-- Start of Recorded data --

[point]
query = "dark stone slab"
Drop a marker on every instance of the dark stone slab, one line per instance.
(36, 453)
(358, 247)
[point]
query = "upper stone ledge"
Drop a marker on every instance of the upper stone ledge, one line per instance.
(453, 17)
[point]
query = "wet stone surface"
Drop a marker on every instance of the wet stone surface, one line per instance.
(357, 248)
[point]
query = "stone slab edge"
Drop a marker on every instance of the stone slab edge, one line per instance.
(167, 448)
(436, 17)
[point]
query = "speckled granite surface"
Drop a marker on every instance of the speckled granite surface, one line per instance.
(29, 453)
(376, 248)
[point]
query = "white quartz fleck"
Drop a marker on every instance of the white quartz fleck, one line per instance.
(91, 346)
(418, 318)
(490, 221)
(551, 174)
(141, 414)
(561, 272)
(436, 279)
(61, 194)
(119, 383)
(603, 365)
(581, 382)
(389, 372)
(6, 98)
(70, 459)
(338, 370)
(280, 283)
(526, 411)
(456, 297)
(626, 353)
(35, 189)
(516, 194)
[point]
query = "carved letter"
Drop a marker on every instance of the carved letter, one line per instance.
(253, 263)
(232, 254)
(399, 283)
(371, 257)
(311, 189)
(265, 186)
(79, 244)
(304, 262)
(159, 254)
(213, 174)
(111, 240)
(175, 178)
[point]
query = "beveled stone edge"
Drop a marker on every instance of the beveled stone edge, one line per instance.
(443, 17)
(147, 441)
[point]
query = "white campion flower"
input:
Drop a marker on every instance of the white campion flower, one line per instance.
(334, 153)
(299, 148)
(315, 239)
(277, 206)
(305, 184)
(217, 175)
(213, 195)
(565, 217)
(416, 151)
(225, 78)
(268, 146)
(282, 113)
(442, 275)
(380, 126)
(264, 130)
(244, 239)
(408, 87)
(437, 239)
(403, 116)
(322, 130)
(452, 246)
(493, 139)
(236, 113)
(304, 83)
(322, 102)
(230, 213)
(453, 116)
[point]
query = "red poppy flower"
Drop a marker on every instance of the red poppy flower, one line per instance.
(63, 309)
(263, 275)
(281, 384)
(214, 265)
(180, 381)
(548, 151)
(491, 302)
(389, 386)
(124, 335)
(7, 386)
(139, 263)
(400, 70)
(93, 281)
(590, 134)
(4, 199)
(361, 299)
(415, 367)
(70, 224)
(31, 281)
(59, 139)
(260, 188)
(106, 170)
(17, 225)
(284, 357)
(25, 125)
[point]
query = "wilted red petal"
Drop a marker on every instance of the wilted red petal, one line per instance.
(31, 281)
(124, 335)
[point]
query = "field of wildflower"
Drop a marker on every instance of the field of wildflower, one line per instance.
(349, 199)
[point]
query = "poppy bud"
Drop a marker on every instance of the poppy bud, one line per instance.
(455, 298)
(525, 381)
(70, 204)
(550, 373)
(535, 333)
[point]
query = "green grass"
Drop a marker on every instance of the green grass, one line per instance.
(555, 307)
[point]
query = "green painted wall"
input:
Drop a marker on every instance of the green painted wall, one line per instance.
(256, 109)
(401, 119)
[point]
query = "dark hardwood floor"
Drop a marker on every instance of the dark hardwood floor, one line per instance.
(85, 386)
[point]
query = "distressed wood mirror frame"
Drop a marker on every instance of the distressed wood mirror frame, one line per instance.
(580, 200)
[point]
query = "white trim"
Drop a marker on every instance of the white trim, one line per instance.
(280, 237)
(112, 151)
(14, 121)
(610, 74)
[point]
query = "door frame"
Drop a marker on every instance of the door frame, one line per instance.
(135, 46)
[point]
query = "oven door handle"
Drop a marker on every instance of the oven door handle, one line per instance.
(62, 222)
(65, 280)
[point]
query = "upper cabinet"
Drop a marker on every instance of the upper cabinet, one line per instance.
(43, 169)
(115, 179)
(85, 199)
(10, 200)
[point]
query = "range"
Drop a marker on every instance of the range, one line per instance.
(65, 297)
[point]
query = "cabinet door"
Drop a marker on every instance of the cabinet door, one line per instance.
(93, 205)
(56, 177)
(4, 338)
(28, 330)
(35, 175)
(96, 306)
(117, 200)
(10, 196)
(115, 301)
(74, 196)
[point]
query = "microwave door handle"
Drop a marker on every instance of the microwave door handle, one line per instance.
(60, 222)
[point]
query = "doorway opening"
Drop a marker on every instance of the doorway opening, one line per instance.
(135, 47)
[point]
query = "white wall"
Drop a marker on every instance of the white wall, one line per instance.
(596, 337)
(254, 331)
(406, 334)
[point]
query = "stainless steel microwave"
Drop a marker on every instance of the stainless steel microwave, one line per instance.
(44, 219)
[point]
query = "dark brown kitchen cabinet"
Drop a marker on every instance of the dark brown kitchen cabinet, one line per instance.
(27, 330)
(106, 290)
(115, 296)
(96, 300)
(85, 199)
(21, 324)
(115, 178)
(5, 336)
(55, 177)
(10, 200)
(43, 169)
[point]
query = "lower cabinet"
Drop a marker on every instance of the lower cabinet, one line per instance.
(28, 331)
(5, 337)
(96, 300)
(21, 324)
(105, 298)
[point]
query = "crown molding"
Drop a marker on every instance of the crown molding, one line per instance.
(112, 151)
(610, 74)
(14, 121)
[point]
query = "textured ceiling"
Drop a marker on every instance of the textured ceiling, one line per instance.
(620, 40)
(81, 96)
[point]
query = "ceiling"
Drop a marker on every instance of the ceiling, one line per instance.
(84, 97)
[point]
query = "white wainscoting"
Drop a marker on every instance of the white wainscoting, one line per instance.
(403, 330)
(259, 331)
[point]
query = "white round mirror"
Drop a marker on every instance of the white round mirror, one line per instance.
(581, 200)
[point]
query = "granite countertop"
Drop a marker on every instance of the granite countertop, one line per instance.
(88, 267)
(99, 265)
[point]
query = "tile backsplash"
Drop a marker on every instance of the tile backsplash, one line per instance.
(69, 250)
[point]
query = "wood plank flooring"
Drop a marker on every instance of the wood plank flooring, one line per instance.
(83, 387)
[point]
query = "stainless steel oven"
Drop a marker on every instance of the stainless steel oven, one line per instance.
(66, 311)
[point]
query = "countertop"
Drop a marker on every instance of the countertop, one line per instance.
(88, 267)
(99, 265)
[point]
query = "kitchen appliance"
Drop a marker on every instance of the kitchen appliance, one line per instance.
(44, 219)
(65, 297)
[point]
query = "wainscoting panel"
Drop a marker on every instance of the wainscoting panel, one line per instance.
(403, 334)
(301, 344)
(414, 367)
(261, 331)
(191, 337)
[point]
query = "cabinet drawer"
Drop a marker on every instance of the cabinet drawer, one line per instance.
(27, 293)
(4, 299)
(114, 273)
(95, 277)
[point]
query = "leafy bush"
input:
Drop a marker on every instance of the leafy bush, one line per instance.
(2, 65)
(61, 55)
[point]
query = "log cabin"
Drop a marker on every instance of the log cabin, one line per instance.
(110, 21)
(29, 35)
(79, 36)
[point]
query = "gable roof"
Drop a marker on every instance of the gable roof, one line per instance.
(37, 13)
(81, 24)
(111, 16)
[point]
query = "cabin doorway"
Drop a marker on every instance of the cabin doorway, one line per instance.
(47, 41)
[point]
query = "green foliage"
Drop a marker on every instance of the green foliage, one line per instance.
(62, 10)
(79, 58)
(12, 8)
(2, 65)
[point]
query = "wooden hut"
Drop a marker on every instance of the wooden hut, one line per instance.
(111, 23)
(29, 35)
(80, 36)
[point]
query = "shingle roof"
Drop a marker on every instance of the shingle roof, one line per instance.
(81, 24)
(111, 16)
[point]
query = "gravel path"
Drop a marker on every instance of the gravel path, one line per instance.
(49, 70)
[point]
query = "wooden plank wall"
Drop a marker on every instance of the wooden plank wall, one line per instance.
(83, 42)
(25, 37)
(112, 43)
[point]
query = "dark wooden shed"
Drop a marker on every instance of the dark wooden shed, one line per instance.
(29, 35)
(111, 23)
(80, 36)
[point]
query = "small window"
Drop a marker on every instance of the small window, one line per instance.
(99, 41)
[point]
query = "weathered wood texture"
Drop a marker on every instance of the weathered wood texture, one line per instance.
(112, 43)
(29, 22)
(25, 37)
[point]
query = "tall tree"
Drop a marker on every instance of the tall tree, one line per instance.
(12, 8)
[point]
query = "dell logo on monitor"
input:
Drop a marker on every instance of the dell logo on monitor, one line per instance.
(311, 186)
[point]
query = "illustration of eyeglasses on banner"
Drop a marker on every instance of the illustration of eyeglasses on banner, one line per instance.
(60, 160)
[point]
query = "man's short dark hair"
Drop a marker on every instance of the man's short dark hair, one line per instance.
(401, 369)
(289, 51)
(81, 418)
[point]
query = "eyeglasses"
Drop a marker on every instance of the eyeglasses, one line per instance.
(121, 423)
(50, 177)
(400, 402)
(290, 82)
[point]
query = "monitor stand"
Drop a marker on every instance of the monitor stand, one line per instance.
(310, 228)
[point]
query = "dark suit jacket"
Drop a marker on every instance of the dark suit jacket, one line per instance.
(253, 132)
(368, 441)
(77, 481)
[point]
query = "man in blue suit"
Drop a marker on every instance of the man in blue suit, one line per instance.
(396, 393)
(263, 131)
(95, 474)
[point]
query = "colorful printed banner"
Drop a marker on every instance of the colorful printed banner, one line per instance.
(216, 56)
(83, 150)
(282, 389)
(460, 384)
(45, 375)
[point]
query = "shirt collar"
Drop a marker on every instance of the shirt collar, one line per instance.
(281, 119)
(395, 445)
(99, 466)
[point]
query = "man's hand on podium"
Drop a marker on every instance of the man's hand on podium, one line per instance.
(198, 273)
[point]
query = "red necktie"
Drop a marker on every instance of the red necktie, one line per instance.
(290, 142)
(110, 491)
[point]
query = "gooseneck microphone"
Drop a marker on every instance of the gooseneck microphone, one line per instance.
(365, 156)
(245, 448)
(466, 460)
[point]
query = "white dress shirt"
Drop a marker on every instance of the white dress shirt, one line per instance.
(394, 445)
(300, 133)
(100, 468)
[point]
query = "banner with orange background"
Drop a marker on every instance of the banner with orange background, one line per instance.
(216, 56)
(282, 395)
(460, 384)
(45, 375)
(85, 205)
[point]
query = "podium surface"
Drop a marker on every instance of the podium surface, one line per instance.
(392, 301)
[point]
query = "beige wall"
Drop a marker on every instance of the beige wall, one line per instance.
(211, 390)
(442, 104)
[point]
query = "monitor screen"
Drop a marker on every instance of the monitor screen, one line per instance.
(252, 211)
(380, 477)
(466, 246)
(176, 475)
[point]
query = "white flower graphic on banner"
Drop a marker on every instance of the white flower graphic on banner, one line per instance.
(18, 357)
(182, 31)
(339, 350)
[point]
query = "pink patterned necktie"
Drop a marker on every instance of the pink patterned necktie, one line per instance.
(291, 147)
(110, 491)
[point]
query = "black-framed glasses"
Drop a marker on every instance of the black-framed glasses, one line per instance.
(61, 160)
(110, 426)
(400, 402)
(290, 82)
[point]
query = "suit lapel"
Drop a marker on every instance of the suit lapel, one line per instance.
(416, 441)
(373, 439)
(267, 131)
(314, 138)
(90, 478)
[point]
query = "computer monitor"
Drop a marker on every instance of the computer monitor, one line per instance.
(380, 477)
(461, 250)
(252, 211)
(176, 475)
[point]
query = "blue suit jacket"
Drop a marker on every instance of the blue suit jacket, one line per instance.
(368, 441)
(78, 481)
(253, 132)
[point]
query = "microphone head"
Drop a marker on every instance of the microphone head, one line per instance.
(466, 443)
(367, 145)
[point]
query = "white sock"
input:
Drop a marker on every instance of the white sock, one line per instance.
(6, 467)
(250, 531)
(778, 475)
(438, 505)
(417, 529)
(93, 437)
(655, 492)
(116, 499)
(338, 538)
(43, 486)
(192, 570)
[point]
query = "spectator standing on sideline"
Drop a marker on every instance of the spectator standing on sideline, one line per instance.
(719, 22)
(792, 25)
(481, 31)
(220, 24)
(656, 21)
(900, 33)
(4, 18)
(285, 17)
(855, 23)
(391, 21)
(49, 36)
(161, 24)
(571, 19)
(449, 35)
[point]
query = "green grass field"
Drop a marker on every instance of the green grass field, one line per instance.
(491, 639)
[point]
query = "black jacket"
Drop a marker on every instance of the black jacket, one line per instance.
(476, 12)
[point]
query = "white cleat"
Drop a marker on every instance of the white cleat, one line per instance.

-- End of Recorded data --

## Challenge
Show every line of the items above that contains the string "tile". Case counts.

## The completed task
query = "tile backsplash"
Drop a marker on every instance of the tile backsplash, one line per instance.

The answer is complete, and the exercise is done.